DATA EXTRACTS:
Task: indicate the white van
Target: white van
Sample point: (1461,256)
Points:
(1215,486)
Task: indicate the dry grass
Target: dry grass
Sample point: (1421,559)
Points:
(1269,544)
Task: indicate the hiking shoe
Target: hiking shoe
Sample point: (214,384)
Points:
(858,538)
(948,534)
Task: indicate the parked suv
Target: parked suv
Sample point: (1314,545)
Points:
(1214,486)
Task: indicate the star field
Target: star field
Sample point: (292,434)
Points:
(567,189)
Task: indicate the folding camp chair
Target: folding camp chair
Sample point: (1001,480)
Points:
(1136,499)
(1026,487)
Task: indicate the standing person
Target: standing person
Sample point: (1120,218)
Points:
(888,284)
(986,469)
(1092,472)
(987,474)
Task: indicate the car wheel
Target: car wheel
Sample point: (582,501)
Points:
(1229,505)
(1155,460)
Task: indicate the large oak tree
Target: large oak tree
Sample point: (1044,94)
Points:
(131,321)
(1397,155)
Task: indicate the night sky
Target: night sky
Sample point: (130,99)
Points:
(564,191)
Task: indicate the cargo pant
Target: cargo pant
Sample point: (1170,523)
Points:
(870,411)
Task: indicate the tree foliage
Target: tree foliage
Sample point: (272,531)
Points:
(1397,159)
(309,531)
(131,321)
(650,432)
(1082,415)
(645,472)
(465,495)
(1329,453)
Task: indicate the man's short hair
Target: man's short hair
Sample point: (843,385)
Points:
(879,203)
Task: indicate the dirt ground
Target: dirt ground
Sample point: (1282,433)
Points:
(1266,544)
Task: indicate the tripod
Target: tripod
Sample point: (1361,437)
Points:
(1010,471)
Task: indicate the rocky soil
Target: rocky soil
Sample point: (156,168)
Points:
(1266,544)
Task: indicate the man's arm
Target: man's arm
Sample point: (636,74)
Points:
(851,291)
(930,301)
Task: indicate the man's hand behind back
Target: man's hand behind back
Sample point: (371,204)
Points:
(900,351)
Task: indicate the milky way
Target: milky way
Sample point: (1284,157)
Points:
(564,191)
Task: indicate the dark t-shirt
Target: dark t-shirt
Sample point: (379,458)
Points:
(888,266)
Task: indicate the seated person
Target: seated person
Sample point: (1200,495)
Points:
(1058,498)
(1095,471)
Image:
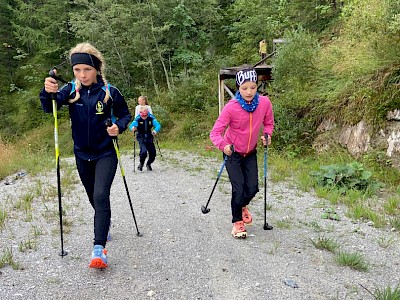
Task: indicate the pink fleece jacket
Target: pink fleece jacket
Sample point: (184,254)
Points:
(244,127)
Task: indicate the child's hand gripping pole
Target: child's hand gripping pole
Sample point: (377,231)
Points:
(52,73)
(109,123)
(266,225)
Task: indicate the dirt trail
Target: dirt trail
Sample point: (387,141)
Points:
(184,254)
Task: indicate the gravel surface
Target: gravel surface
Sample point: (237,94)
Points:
(184,254)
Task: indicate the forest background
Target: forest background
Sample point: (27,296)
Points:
(341,61)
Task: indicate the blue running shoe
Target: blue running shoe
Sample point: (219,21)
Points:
(99,258)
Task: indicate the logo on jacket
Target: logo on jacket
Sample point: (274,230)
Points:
(99,108)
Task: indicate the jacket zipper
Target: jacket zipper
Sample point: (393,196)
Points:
(88,117)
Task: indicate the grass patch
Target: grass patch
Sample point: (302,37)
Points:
(3,217)
(387,293)
(395,223)
(353,260)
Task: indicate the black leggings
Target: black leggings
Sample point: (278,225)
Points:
(243,174)
(97,177)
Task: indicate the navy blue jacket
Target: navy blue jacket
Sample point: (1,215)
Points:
(88,115)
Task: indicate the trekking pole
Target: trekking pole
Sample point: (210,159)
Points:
(205,209)
(266,226)
(159,150)
(114,139)
(134,150)
(57,152)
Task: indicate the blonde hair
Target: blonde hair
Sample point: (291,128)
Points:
(90,49)
(145,99)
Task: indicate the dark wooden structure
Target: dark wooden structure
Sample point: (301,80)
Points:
(264,72)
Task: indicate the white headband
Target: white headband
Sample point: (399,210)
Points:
(246,75)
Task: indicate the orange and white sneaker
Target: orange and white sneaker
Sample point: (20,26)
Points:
(99,258)
(246,216)
(238,230)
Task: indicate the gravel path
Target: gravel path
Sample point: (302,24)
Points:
(184,254)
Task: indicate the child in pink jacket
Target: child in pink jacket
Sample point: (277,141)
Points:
(236,133)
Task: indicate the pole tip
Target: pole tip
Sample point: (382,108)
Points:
(205,210)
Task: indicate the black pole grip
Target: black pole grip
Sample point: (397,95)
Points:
(52,74)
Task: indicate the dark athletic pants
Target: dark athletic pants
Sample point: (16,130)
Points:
(243,174)
(97,177)
(144,148)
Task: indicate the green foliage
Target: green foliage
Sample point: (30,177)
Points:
(325,243)
(345,177)
(353,260)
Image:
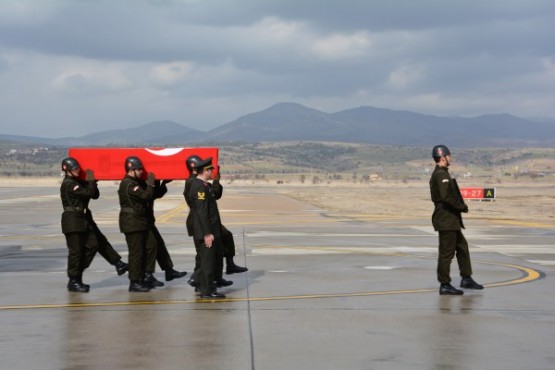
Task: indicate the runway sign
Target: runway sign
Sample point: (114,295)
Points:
(165,163)
(478,193)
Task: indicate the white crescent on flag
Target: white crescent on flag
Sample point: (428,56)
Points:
(166,152)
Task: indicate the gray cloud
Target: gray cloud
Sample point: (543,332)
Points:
(90,65)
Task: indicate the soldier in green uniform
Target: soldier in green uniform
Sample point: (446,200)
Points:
(447,221)
(135,195)
(227,236)
(83,236)
(206,227)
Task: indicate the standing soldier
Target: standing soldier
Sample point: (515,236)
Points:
(447,221)
(135,194)
(83,236)
(228,243)
(206,230)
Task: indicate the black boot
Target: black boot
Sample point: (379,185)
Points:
(232,268)
(173,274)
(80,280)
(136,286)
(468,283)
(151,281)
(75,286)
(121,267)
(448,289)
(213,295)
(222,283)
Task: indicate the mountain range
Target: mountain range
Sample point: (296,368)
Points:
(295,122)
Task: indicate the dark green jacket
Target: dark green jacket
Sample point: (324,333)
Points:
(447,199)
(75,195)
(135,198)
(204,209)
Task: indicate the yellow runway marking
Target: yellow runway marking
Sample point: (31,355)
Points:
(529,275)
(182,209)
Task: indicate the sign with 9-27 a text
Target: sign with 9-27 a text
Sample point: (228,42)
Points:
(478,193)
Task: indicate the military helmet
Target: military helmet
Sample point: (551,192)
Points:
(192,162)
(133,163)
(205,164)
(70,164)
(440,151)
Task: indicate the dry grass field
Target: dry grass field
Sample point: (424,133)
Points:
(518,201)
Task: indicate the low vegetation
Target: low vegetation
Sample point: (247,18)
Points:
(320,162)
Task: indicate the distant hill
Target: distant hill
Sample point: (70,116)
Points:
(294,122)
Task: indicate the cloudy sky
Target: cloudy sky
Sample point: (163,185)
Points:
(73,67)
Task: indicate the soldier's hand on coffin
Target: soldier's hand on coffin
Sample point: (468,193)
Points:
(89,175)
(150,179)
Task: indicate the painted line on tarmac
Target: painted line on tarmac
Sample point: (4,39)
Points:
(528,275)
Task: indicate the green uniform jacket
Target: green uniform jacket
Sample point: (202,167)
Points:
(447,199)
(135,196)
(76,195)
(204,209)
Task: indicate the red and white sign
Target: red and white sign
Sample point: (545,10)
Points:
(472,193)
(165,163)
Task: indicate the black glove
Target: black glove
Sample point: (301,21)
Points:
(150,179)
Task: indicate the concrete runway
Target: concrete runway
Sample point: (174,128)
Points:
(324,291)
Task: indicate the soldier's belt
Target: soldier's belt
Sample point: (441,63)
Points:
(130,210)
(76,209)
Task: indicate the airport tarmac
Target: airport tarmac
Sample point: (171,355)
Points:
(324,290)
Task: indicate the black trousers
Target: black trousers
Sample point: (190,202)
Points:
(80,254)
(452,243)
(162,255)
(211,265)
(142,255)
(97,240)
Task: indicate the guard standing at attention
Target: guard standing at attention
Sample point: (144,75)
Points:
(447,221)
(206,230)
(83,236)
(228,243)
(135,194)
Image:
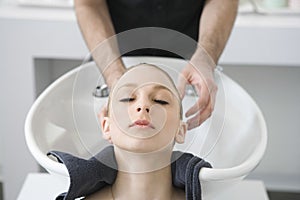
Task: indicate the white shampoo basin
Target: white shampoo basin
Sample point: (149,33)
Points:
(64,118)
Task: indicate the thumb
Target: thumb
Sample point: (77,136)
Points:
(181,85)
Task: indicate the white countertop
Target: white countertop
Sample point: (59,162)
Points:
(47,187)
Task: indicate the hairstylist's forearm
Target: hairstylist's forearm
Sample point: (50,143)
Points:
(216,23)
(95,23)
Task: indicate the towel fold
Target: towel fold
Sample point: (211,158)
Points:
(89,176)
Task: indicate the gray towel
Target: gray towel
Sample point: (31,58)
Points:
(89,176)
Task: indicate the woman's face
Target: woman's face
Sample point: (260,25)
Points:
(144,110)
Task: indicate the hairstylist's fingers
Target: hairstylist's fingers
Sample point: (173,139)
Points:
(204,96)
(181,85)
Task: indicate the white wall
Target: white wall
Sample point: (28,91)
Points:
(276,90)
(28,34)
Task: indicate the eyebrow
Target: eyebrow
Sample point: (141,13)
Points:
(135,85)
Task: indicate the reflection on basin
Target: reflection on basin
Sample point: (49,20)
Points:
(64,118)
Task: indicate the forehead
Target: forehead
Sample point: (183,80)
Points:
(146,75)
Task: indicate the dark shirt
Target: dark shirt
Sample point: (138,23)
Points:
(178,15)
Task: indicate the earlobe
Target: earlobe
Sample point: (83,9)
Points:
(105,129)
(180,135)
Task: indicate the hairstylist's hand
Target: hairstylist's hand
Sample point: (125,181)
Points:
(199,73)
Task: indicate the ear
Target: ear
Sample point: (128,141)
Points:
(105,129)
(180,135)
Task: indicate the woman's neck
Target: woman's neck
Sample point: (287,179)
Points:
(143,176)
(149,185)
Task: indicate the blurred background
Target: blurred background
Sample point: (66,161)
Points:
(40,40)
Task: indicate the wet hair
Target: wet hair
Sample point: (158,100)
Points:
(172,82)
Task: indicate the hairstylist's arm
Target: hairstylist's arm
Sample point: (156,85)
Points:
(96,26)
(216,23)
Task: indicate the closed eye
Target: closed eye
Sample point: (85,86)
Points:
(162,102)
(126,100)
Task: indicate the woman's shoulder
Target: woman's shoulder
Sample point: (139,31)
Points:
(104,193)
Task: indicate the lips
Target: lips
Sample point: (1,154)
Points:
(142,124)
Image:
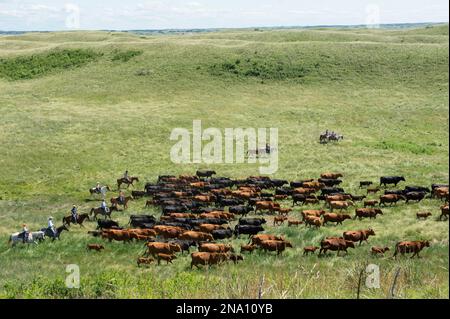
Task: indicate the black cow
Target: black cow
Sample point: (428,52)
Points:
(222,233)
(106,224)
(330,182)
(205,173)
(247,230)
(388,180)
(418,196)
(240,210)
(258,221)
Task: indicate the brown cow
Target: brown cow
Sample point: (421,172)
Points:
(329,175)
(444,212)
(379,250)
(96,247)
(359,235)
(367,213)
(249,248)
(196,236)
(155,248)
(423,215)
(335,218)
(259,238)
(294,222)
(335,244)
(275,245)
(313,221)
(167,257)
(309,249)
(215,248)
(144,260)
(279,220)
(340,205)
(371,203)
(391,199)
(410,247)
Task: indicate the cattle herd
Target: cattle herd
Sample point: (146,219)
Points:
(198,211)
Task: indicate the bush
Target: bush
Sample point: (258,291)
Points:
(37,65)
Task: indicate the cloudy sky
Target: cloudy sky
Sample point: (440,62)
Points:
(52,15)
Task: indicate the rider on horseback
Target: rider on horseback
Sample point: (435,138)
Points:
(24,234)
(74,213)
(51,226)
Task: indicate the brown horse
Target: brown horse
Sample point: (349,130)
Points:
(129,181)
(67,220)
(115,201)
(99,211)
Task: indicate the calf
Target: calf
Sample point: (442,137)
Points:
(144,260)
(379,250)
(96,247)
(294,222)
(423,215)
(309,250)
(168,258)
(248,248)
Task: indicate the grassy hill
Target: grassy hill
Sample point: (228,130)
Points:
(81,107)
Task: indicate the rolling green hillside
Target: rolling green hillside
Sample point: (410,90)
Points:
(81,107)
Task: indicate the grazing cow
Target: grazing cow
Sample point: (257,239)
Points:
(167,257)
(335,244)
(196,236)
(240,209)
(205,173)
(274,245)
(294,222)
(364,183)
(106,224)
(222,233)
(96,247)
(313,221)
(258,239)
(247,230)
(388,180)
(373,190)
(155,248)
(279,220)
(249,248)
(358,235)
(215,248)
(444,212)
(391,199)
(414,247)
(331,175)
(371,203)
(417,196)
(367,213)
(257,221)
(335,218)
(379,250)
(340,205)
(309,250)
(423,215)
(144,260)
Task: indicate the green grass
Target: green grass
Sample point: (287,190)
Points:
(62,129)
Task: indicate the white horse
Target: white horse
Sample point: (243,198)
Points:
(14,238)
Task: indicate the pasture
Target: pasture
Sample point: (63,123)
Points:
(81,107)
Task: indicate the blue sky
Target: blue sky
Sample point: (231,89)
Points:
(52,15)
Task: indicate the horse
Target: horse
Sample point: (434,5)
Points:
(47,231)
(129,181)
(115,201)
(100,211)
(14,238)
(102,190)
(80,219)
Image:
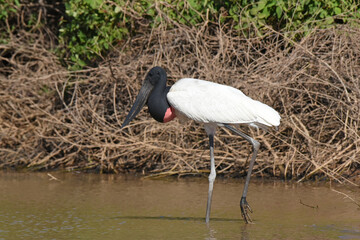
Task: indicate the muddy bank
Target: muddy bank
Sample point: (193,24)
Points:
(51,118)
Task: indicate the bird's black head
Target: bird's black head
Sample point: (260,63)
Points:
(155,78)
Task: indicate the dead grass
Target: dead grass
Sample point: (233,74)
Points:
(54,119)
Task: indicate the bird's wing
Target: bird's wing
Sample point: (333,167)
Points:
(205,101)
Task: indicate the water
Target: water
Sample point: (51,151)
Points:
(88,206)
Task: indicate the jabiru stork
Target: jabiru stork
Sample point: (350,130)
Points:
(211,104)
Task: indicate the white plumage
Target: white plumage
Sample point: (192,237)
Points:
(210,102)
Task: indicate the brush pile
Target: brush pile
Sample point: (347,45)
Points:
(52,118)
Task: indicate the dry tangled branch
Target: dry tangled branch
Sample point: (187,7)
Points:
(51,118)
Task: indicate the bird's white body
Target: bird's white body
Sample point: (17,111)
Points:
(210,102)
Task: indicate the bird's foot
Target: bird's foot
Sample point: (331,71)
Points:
(245,207)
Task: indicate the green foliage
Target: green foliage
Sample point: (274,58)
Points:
(92,27)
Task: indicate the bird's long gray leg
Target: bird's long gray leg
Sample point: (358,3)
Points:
(244,206)
(211,132)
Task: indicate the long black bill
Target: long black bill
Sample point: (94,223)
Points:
(140,101)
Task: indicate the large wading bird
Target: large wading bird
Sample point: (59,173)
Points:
(211,104)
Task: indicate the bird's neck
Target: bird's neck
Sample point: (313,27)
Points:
(158,105)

EXERCISE REQUIREMENTS:
Reproduce precisely, and with no line left out, each line from the top of the entries through the line that carries "Target: seated person".

COMPLETED EXERCISE:
Task: indicate the white van
Target: white van
Sample point: (1461,256)
Points:
(1215,486)
Task: indicate the dry grass
Target: dry grass
Sample point: (1421,559)
Points:
(1269,544)
Task: indicate the hiking shoe
Target: hiking shoe
Sample point: (214,384)
Points:
(858,538)
(948,534)
Task: indicate the parked suv
Target: parked suv
Sample point: (1314,545)
Points:
(1214,486)
Task: indicate the star field
Target: star field
Sample point: (292,434)
Points:
(567,189)
Task: indicate the folding camp chair
Target: folding camp chair
Sample point: (1001,480)
Points:
(1136,499)
(1026,487)
Task: indicate the standing person
Target: standing person
Sample point: (1120,218)
Points:
(888,284)
(986,469)
(1092,472)
(987,474)
Task: indicate the car wheel
Target: car wheel
Sample point: (582,501)
Points:
(1229,505)
(1155,460)
Task: indicate the large oak tree
Target: large oak tree
Sample point: (1044,94)
Points:
(131,321)
(1397,155)
Task: indicate the night sky
Target: night sky
Sample point: (130,99)
Points:
(564,191)
Task: indicate the cargo pant
Target: cargo pant
Sample point: (1170,523)
Points:
(870,411)
Task: indicate the tree foliage
Target: tree foliage
Sample point: (272,531)
Points:
(1397,159)
(309,531)
(131,321)
(650,432)
(1082,415)
(645,472)
(465,495)
(1329,453)
Task: indicate the man's short hair
Target: man's short hair
Sample point: (843,385)
Points:
(879,203)
Task: indicate the dirt ground
Target: dirt ground
Sample point: (1282,433)
Points:
(1266,544)
Task: indicate the tripod
Target: tripod
Sample point: (1361,437)
Points:
(1010,471)
Task: indicate the rocky soil
Target: rocky soil
Sample point: (156,168)
Points:
(1266,544)
Task: indicate the man's arm
Target: man's arm
Sample point: (636,74)
Points:
(851,291)
(930,301)
Task: indicate the man's hand behind back
Target: man's hand behind back
Sample point: (371,204)
Points:
(900,351)
Task: indicate the milky way
Target: milky way
Sample point: (1284,157)
Points:
(564,191)
Task: indicate the dark t-shirt
Target: dark t-shirt
Sample point: (379,458)
Points:
(888,266)
Task: indicate the seated person
Target: seated person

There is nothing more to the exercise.